*Request a*
Filter the records below, copying each line that contains the string "cross". Matching is case-sensitive.

*Source passage*

Broken Windows, Empty Hallways is the tenth album led by saxophonist Houston Person which was recorded in 1972 and released on the Prestige label.

Reception

Ronnie D. Lankford, Jr. of Allmusic stated, "Broken Windows, Empty Hallways is finally an album for people who like jazzy sounding instrumentals, but don't really like jazz".

Track listing 
All compositions by Houston Person except where noted.

*Supplied entries*
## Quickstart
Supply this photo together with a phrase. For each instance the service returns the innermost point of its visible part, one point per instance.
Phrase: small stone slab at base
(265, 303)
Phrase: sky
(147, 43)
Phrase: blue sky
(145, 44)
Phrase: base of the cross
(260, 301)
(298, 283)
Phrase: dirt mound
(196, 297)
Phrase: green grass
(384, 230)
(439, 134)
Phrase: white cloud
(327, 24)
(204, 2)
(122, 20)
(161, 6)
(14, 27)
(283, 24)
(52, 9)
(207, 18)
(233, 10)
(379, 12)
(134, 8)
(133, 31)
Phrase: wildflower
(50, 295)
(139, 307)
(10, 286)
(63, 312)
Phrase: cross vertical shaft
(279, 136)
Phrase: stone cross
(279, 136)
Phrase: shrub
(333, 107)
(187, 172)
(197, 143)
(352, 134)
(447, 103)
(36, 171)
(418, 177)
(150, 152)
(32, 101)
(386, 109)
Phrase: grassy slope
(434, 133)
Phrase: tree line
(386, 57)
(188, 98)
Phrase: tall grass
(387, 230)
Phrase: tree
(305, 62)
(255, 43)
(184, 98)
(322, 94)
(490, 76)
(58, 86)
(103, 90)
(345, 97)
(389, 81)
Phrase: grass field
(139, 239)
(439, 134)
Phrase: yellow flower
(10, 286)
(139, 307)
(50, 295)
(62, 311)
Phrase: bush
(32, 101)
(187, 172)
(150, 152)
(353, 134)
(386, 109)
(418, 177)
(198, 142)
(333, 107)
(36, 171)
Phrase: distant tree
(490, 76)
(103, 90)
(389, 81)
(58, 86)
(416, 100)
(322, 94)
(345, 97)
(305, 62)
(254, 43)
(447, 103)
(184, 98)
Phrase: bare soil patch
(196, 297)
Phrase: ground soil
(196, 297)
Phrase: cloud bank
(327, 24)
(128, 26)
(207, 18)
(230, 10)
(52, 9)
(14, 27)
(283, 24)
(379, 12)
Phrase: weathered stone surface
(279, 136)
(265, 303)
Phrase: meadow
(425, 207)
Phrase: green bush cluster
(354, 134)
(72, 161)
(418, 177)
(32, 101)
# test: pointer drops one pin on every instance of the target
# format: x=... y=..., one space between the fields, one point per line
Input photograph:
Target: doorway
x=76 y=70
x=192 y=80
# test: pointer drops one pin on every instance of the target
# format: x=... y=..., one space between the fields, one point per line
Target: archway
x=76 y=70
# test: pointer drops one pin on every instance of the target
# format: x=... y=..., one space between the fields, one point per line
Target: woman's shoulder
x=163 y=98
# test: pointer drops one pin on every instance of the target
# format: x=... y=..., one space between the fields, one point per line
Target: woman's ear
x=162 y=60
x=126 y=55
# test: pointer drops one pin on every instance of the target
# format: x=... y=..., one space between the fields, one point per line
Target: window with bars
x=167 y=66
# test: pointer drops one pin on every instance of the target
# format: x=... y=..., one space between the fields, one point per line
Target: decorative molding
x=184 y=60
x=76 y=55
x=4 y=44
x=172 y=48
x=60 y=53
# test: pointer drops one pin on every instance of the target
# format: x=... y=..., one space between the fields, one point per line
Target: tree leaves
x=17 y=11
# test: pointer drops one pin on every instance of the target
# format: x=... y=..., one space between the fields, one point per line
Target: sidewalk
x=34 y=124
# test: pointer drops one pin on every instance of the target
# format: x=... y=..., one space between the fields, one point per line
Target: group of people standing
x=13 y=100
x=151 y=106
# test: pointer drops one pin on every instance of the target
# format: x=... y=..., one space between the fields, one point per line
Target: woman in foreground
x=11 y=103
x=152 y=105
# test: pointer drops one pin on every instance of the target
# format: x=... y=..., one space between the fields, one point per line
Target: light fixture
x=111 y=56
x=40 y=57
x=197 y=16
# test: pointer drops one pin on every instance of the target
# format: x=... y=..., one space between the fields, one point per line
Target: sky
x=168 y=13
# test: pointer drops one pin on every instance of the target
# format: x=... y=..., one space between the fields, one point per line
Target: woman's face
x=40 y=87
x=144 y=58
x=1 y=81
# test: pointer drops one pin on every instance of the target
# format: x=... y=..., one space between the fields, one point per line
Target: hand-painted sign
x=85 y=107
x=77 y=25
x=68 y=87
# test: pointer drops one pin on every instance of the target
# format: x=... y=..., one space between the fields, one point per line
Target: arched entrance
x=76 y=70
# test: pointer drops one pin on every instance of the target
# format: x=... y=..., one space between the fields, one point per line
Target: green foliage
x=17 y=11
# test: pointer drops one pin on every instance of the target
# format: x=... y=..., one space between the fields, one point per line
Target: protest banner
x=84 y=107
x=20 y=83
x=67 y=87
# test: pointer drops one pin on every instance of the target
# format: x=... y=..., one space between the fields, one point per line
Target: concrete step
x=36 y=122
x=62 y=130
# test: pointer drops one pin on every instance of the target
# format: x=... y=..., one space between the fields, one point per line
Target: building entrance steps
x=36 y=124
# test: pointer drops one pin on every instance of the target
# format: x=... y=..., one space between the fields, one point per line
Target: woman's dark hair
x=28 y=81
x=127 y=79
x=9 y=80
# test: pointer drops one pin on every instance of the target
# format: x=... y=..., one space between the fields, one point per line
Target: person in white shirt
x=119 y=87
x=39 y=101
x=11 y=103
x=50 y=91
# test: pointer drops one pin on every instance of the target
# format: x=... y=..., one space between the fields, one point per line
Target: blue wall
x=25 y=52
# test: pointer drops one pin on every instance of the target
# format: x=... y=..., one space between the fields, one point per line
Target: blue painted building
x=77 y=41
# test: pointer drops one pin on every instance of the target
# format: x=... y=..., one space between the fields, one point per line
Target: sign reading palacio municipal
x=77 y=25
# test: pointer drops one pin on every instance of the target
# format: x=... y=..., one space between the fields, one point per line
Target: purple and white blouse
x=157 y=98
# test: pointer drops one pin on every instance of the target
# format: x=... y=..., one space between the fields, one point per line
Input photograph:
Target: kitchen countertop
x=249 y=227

*Request b*
Continue the passage on the Houston Person album from the point where it stops.

*Reply a*
Phrase: base of the cross
Phrase: cross vertical shaft
Phrase: stone cross

*Reply b*
 "I Think It's Going to Rain Today" (Randy Newman) – 5:53   
 "Don't Mess with Bill" (Smokey Robinson) – 3:00   
 "Everything's Alright" (Tim Rice, Andrew Lloyd Webber) – 4:18   
 "Mr. Bojangles" (Jerry Jeff Walker) – 3:52   
 "Moan Er-uh Lisa" – 6:11   
 "Imagine" (John Lennon) – 3:52   
 "Let's Call This" (Thelonious Monk) – 4:03   
 "Bleeker Street" – 4:03

Personnel 
Houston Person – tenor saxophone
Victor Paz, Joe Wilder – trumpet
Jim Buffington – French horn
Hubert Laws – flute
Ronnie Jannelli – flute, clarinet, baritone saxophone
Buzz Brauner – tenor saxophone, baritone saxophone, English horn, oboe, piccolo flute, flute, clarinet
Cedar Walton – piano
Joe Beck – guitar
Ernie Hayes (tracks 1-7), Jimmy Watson (track 8) – organ 
Grady Tate – drums
Buddy Caldwell – congas [1,3]
Bunny Briggs – tap dance (track 4)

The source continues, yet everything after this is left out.